I hadn’t realized when discussing this with my dentist that the “partial” in “removable partial” is short for “partial denture.” A denture. Yes, one more entry in our exciting If You Don’t Die, You Get Old sitcom. I also hadn’t realized how massive this bitch would turn out. I lost another tooth 40 years ago on the other side of my mouth. You couldn’t see it, it was the tiny tooth behind the canine so I just ignored it all these years, but my current dentist decided he would include a replacement for it as an anchor for the new partial. That means the structure reaches across my mouth behind my lower incisors and is enormous. Even I, who am fairly casual about sticking big things in my maw, am intimidated by it. When I manage to wrestle it in, it feels a lot like I had taken a whim to swallow a car’s dashboard but gotten stuck on the turn signal.

▸ **GIVEN EXERCISE A**
Locate each line in the records below that contains the string "coral" and copy those lines.

Excerpts of location labeling data:

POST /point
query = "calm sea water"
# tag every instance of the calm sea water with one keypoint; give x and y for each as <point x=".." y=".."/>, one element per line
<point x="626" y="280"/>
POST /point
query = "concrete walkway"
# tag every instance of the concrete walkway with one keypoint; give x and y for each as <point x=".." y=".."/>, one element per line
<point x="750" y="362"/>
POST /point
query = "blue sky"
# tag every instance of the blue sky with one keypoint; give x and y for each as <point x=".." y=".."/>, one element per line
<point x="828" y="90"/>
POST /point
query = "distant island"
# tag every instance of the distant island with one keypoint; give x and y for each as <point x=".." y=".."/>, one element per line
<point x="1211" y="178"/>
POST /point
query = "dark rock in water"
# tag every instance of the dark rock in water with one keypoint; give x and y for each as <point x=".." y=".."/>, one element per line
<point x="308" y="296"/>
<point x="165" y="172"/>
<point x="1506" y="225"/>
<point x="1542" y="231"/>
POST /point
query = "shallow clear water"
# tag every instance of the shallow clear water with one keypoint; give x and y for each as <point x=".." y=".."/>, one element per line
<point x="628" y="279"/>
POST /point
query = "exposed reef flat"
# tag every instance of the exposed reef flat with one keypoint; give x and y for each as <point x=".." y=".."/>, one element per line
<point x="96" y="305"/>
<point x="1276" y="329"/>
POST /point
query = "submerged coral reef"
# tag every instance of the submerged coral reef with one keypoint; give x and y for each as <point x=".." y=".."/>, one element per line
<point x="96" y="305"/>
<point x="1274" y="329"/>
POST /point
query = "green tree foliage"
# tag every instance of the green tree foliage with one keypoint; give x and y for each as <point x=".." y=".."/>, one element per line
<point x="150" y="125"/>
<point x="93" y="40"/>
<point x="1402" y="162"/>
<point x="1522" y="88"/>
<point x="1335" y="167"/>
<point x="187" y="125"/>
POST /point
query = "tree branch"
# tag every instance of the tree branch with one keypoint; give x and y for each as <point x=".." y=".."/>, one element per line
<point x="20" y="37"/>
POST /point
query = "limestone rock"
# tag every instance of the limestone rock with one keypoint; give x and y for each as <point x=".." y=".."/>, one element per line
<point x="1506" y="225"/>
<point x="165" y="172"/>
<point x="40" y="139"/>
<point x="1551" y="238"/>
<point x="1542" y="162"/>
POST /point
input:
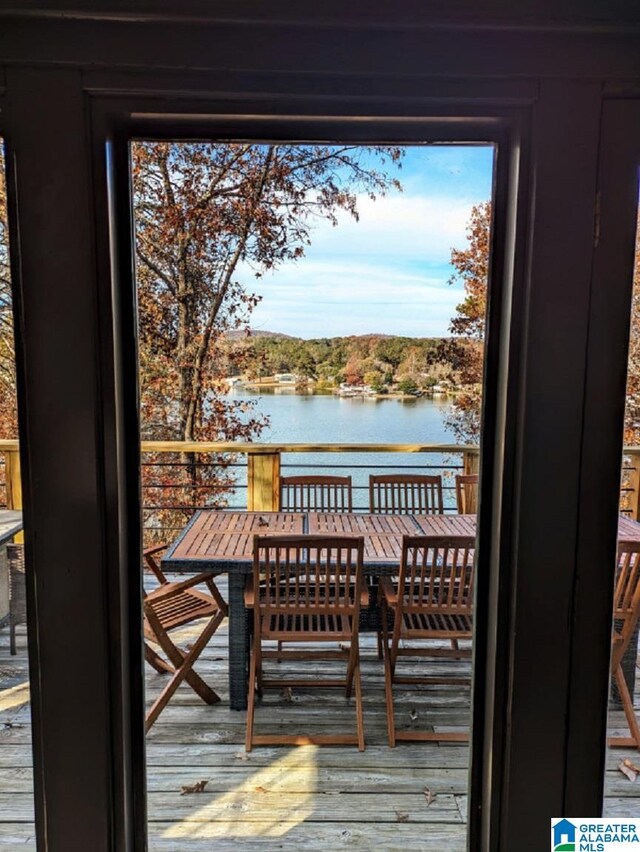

▸ **GIVEN EXERCISE B**
Extend the essay about the removable partial denture from its final sentence onward.

▸ **RESULT A**
query = "submerged coral reef"
# tag every instance of the submerged coral reef with one keypoint; give x and y for each as <point x=".." y=".."/>, one element per line

▸ **RESULT B**
Of course, it helps a lot in chewing, but comfort is not a big part of its profile. I decided early on I would just put up with it when I’m eating, but I keep forgetting to put it in, so it spends most of the time lurking in the cabinet, silently rebuking me. Since I get enough of that from Saki, I’m considering a life of pudding and cottage cheese.

Changing gears, I’d like to address the plague of the all white room. I spend a fair chunk of time idly scrolling through Tumblr, mostly harvesting pictures of attractive, if scantily clothed young men for these posts. Perhaps you’ve noticed.

Who doesn’t love a good tanline?

Lately though, my Tumblr feed has been choked with image after image of these insipid white-on-white-on-white rooms, a design decision that I loathe. It’s nothing particularly new, this is the at least the fourth big go-round it’s had since the 1980s, but just because something won’t die doesn’t mean it’s a good idea.

As far as I can tell, its appeal lies with it being easy to do on the cheap (anyone with access to a bucket of white paint has most of the look nailed down) and that it comforts namby pambies who are afraid of picking colors. I love color in decorating, strong, bright, dramatic hues especially. Here’s a secret: if you don’t like a color, you can change it. I know painting is a hassle, but do you really think trying to live with white floors isn’t?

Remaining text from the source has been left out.